» JOB:
Reproduce the data below line for line, with no changes.

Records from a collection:
┄┄┄┄┄┄┄┄┄┄┄┄┄┄┄┄┄┄┄┄
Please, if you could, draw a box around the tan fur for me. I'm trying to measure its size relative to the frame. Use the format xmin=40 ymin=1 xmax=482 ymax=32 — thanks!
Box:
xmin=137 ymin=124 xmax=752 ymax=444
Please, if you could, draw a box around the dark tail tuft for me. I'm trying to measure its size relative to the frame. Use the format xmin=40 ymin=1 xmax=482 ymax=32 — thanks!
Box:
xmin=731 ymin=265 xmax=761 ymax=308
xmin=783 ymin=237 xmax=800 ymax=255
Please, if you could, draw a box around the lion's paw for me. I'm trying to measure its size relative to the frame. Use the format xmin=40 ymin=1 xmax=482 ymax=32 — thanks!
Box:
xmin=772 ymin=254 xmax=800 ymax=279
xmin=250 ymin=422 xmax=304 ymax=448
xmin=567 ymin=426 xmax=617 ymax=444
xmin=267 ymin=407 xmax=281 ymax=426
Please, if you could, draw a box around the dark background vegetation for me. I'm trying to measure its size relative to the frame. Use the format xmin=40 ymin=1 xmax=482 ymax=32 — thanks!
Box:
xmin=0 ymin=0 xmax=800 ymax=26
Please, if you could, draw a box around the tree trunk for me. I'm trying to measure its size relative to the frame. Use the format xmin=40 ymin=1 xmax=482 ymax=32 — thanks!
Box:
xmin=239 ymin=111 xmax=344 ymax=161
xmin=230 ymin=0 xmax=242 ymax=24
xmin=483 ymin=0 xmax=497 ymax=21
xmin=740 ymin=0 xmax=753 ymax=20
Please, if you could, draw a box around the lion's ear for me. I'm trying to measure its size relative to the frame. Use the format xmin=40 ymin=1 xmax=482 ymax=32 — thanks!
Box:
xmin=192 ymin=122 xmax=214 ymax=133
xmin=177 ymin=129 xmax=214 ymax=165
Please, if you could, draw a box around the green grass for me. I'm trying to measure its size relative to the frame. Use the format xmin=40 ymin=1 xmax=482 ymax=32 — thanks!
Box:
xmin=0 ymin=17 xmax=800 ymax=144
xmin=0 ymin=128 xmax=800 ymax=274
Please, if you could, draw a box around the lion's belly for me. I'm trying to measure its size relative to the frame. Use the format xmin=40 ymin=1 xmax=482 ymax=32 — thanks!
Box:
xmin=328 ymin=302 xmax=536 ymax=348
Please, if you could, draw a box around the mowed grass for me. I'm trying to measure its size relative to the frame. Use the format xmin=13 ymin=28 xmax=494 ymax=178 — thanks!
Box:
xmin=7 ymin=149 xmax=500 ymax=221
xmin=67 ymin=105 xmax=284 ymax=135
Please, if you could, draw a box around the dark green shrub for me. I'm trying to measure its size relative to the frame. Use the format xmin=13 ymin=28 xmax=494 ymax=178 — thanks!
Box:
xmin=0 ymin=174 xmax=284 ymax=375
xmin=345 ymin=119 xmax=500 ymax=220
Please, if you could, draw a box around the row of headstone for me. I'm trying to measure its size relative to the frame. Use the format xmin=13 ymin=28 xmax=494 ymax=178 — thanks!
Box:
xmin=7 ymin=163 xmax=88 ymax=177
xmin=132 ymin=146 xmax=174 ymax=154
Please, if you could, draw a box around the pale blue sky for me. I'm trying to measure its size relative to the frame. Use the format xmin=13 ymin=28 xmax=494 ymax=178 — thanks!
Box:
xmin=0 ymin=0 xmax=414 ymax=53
┄┄┄┄┄┄┄┄┄┄┄┄┄┄┄┄┄┄┄┄
» WRITTEN ANSWER:
Please, if you could, draw a box around the tan fur for me. I'm trying to measure its size relative to the frame. Use the format xmin=40 ymin=1 xmax=482 ymax=32 — thanks!
Box:
xmin=137 ymin=124 xmax=752 ymax=444
Please, if you could, draw a box around the dark tail tuft for me. I'm trying to measure its size relative to the frame. Use the format xmin=40 ymin=1 xmax=482 ymax=32 — thanks!
Box:
xmin=731 ymin=265 xmax=761 ymax=308
xmin=783 ymin=237 xmax=800 ymax=255
Please, if you could, draw a box around the lion's paw for me. I'm trying to measure its size relative to the frame. Use the format xmin=40 ymin=1 xmax=482 ymax=32 — thanks!
Box:
xmin=772 ymin=254 xmax=800 ymax=279
xmin=250 ymin=422 xmax=304 ymax=448
xmin=567 ymin=426 xmax=617 ymax=444
xmin=267 ymin=407 xmax=281 ymax=426
Please, if you could, draw a box around the dark background vegetation for me. I'm trying to measure its size relative to the frame. Use the format xmin=40 ymin=1 xmax=482 ymax=32 — thanks!
Box:
xmin=0 ymin=0 xmax=800 ymax=26
Please, if you could, draw a box around the tree trunk for me. I'm trying to measure its size relative to the frame. Use the format xmin=40 ymin=1 xmax=482 ymax=32 — thanks!
Box:
xmin=239 ymin=111 xmax=344 ymax=161
xmin=230 ymin=0 xmax=242 ymax=24
xmin=483 ymin=0 xmax=497 ymax=21
xmin=740 ymin=0 xmax=753 ymax=20
Please, if you could, draw a box around the lion's ear for me. I'm trying to measure its size relative to the frame. Use the format xmin=40 ymin=1 xmax=482 ymax=32 — thanks!
Box:
xmin=192 ymin=122 xmax=214 ymax=133
xmin=177 ymin=129 xmax=214 ymax=165
Please, if you could, draw a box around the green grass for me. I'm trying to measure its size relative to the frame. Use the format xmin=40 ymin=1 xmax=482 ymax=32 — thanks!
Box:
xmin=0 ymin=17 xmax=800 ymax=144
xmin=0 ymin=128 xmax=800 ymax=274
Please, if you could, draw a box around the lion's belly for me. I'm trying to measure its size relative to the frame. Use the format xmin=40 ymin=1 xmax=482 ymax=32 — thanks!
Box:
xmin=328 ymin=302 xmax=536 ymax=348
Please, if you could, draw a box around the mowed grass for me. I'm trying to measure its size relative to the frame. Use the format xmin=13 ymin=28 xmax=494 ymax=178 — thanks!
Box:
xmin=7 ymin=149 xmax=500 ymax=221
xmin=67 ymin=105 xmax=284 ymax=135
Please, if you could, draw a box around the dark green shrub for me. I'm trying to measure its size relative to the frame. Use the format xmin=13 ymin=28 xmax=494 ymax=178 — thanks!
Box:
xmin=0 ymin=174 xmax=284 ymax=375
xmin=345 ymin=119 xmax=500 ymax=220
Please, if you could, draw a box around the row of headstone for me. I'm trying to measure its size relative to the frame. Use the format xmin=13 ymin=28 xmax=494 ymax=178 — thanks!
Box:
xmin=7 ymin=163 xmax=88 ymax=177
xmin=132 ymin=146 xmax=174 ymax=154
Please, if you could, draw a box around the pale blue sky for me. I'm trying to measure its size relative to the frame. Use the format xmin=13 ymin=28 xmax=494 ymax=178 — thanks!
Box:
xmin=0 ymin=0 xmax=414 ymax=53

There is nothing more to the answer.